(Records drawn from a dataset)
-- Opening Marker --

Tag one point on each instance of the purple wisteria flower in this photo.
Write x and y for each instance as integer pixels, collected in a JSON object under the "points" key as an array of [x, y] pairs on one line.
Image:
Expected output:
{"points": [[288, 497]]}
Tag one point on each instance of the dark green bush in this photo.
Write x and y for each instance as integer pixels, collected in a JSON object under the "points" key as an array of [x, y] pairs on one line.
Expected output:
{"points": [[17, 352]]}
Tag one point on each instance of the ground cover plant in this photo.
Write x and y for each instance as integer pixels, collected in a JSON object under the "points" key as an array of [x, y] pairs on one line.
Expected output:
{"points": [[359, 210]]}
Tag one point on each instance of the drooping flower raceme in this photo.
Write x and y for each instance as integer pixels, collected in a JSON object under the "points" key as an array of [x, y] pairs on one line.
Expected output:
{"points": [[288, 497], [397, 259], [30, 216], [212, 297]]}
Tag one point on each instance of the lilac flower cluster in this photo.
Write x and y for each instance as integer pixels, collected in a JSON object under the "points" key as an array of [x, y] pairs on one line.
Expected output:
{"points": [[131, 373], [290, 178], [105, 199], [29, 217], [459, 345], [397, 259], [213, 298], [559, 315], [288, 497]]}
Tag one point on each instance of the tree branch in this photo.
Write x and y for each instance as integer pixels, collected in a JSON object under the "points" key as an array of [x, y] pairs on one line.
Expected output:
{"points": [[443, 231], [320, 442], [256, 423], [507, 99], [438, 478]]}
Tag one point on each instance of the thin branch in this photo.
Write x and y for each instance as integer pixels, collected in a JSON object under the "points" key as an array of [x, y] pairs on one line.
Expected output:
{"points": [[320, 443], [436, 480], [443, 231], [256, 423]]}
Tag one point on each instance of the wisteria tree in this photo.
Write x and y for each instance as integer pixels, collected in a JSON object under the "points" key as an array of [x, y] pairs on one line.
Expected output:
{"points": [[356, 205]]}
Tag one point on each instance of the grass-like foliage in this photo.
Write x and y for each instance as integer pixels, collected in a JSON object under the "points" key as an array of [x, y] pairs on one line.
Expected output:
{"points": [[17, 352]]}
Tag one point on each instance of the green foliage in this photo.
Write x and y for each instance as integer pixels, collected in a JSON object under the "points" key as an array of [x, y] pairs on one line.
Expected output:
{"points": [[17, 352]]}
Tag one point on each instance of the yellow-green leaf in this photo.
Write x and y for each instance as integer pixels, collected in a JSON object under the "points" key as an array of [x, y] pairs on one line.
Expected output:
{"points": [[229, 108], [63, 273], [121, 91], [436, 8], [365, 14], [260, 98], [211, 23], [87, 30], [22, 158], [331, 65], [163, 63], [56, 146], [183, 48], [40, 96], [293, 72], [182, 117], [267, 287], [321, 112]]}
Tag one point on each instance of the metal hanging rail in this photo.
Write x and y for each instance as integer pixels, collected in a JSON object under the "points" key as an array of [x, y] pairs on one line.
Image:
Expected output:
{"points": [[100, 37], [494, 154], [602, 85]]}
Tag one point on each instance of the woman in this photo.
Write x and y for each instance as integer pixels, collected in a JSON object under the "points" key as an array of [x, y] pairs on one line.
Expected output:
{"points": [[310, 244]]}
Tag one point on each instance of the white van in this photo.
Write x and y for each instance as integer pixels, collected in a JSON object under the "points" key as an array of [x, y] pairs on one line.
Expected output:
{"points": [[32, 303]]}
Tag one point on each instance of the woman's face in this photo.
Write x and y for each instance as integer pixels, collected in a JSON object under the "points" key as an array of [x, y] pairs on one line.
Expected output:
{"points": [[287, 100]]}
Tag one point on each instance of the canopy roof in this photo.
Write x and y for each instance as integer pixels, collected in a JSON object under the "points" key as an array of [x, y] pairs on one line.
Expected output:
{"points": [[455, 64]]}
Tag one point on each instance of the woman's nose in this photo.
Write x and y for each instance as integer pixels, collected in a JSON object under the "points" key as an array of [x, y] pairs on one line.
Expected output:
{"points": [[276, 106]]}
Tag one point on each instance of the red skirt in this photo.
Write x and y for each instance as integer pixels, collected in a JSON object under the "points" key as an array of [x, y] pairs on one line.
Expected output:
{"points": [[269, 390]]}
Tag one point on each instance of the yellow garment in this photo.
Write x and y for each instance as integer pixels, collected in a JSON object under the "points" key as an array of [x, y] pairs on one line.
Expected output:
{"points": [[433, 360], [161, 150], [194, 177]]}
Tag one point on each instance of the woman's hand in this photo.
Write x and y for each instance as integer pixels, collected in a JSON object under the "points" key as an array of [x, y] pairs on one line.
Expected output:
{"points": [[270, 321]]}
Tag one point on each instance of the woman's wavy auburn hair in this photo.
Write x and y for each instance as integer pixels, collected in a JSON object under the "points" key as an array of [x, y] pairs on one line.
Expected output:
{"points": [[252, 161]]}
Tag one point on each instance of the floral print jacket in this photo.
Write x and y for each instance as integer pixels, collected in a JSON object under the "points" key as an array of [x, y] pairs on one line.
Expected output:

-- Closing Marker --

* _TASK OBJECTIVE_
Go through the entries above and copy each line holding the string "green".

* _TASK RESULT_
Tag one point on each instance of the dark green bush in this photo.
Tag one point on each instance of the green foliage in this photo.
Tag one point on each instance of the yellow-green leaf in this photo.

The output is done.